» Exercise brief: Below are some records. How many of their lines contain the string "TARGET"? Give the number only.

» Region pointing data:
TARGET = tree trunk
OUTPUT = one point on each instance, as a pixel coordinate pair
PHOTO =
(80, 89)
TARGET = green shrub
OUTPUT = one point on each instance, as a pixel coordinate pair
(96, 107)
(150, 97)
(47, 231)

» Result for this exercise: 2